→ Text shown

Australia, for instance, is suffering from both extremes -- with drought in the west and deluges in the east. Heavy snow in Europe and sub-freezing temperatures in the United States are likewise fuelling the weather rally in commodities.
Nicknamed the Land Down Under, Australia typically ranks as second in the league of global sugar exporters after Brazil, but rains have forced its top sugar exporter Queensland Sugar Ltd (QSL) to consider buying raw sugar from its South American rival and from Thailand to keep up with its export commitments to sugar buyers.
Brazil too has felt the effects of harsh weather on its sugar. Dryness has hurt yields and cut the volume of cane its crushers expect to process.
ICE sugar futures eased Wednesday after India said it would allow some 500,000 tonnes of unrestricted exports, but were still hovering near a 30-year high.
Farmers across eastern Australia are assessing the effect of the wettest spring on record. The quality of the waterlogged wheat crop is suffering, and much of what is expected to be a record harvest has been downgraded from high-quality wheat used to make noodles in Asia and flat bread in the Middle East to grain fit for animal feed.
And in the western part of the continent, drought has cut the annual wheat yield by two-thirds.
"Some sellers believe the global supply picture will remain tight in the near future and that the impact of the weather damage to the Australian crop will again become a central issue soon," said a grains trader in Germany.
In China, dry late fall weather may have affected pre-winter development of wheat in some areas.
"This crop will depend on favourable early spring rains to meet current yield prospects," commercial weather forecaster Meteorlogix said.
In Europe, snowfall has helped young wheat plants withstand a spell of freezing weather in the European Union's top two producers, France and Germany, but is contributing to sowing delays that threaten Italy's next crop.
Forecasters are expecting farmers to sow more wheat in the EU for 2011, encouraged by a rally in world prices this year after a severe drought curbed supply from the Black Sea region.

→ Supplied material
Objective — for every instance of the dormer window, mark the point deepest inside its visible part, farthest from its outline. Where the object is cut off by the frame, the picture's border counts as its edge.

→ What this exercise asks
**A)** Decide whether each statement agrees with the text on weather and crops above, answering yes or no and quoting the words of the text that settle it: (i) Drought in western Australia halved the annual wheat yield. (ii) Australia usually ranks second among global sugar exporters, behind Brazil. (iii) Snowfall in Europe is contributing to sowing delays that threaten France's next crop.
**B)** Set down, word for word, the part of the text on weather and crops above that opens with the words containing "Australia, for instance, is" and closes with "to sugar buyers.".

→ Task solutions
**A)**
(i) No: "drought has cut the annual wheat yield by two-thirds."
(ii) Yes: "Australia typically ranks as second in the league of global sugar exporters after Brazil"
(iii) No: "is contributing to sowing delays that threaten Italy's next crop."

**B)**
Australia, for instance, is suffering from both extremes -- with drought in the west and deluges in the east. Heavy snow in Europe and sub-freezing temperatures in the United States are likewise fuelling the weather rally in commodities.
Nicknamed the Land Down Under, Australia typically ranks as second in the league of global sugar exporters after Brazil, but rains have forced its top sugar exporter Queensland Sugar Ltd (QSL) to consider buying raw sugar from its South American rival and from Thailand to keep up with its export commitments to sugar buyers.